Liquid Biopsy Promotes Non-Small Cell Lung Cancer Precision Therapy

Abstract

The range of potential applications of liquid biopsies for non-small cell lung cancer management is expanded by the use of circulating tumor deoxyribonucleic acid and circulating tumor cells. Principal studies have demonstrated the predictive accuracy of droplet digital polymerase chain reaction detection, next-generation sequencing, and circulating tumor cells detection in patients with non-small cell lung cancer. The translational potential of these liquid biopsy technologies promotes the improvement of sensitivity and specificity in genomic and molecular methods. Here, we highlight the realities and challenges associated with the use of liquid biopsies for the detection of non-small cell lung cancer in patients. However, liquid biopsy technologies including circulating tumor cells detection, droplet digital polymerase chain reaction detection, and next-generation sequencing detection for precision therapy in non-small cell lung cancer will show substantive clinical applications in the future.

- **ASSIGNMENT 1**
Decide whether each statement agrees with the abstract on liquid biopsy, answering yes or no and quoting the deciding words. (a) Circulating tumor cells widen the uses of liquid biopsies for non-small cell lung cancer management. (b) Principal studies showed the predictive accuracy of magnetic resonance imaging in these patients. (c) The technologies are expected to show substantive clinical applications in the future.
- **ASSIGNMENT 2**
Proceed with the abstract on liquid biopsy, picking up after its final sentence.
The records have no connection to the abstract on liquid biopsy.

(Point localization data)

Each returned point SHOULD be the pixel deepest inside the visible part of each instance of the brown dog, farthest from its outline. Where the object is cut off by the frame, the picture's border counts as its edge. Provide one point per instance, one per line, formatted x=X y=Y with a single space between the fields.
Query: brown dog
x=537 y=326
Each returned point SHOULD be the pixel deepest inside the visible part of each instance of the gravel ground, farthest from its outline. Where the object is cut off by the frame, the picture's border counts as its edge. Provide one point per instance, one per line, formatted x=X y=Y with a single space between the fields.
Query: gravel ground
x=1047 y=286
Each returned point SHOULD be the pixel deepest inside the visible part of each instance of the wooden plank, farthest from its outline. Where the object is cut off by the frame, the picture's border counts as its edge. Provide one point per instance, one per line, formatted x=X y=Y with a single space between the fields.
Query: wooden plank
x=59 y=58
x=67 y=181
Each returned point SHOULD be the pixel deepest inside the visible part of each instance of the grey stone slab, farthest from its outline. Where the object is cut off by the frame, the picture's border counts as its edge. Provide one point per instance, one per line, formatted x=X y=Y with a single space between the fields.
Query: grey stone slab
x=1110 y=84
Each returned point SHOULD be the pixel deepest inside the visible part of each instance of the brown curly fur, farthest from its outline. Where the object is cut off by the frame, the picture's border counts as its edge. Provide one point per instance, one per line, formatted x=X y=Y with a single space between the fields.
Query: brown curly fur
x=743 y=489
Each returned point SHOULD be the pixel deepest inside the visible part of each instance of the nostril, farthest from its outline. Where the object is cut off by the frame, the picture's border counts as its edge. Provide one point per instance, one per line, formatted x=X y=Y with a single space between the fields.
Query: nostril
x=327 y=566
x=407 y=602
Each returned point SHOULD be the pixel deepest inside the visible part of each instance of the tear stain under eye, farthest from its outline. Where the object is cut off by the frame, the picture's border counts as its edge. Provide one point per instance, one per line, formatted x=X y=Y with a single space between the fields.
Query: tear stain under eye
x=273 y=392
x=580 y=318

- **EXERCISE RESULT 1**
(a) Yes: "is expanded by the use of circulating tumor deoxyribonucleic acid and circulating tumor cells"
(b) No: "Principal studies have demonstrated the predictive accuracy of droplet digital polymerase chain reaction detection, next-generation sequencing, and circulating tumor cells detection in patients with non-small cell lung cancer"
(c) Yes: "will show substantive clinical applications in the future"

- **EXERCISE RESULT 2**
Keywords: circulating tumor DNA; circulating tumor cells; liquid biopsy; non-small cell lung cancer; precision therapy.

Figure 1.

Gene subtype detection in lung cancer tissue biopsy. Cancer tissue in situ is taken out via invasive technologies including surgical resection, bronchoscopy, and percutaneous needle. Molecular pathological diagnosis technologies are performed to test alterations in the lung cancer driver gene including gene mutation, copy number variations, and fusion genes.

Figure 2.

Gene subtype detection in circulating tumor DNA (ctDNA). Cell-free DNA (cfDNA) is isolated from blood collected from patients with lung cancer. Circulating tumor DNA accounts for a small ratio of cfDNA fragments. Droplet digital PCR (ddPCR) and next-generation sequencing (NGS) are performed to test alterations in the lung cancer driver gene including gene mutation, copy number variations, and fusion genes.

Figure 3.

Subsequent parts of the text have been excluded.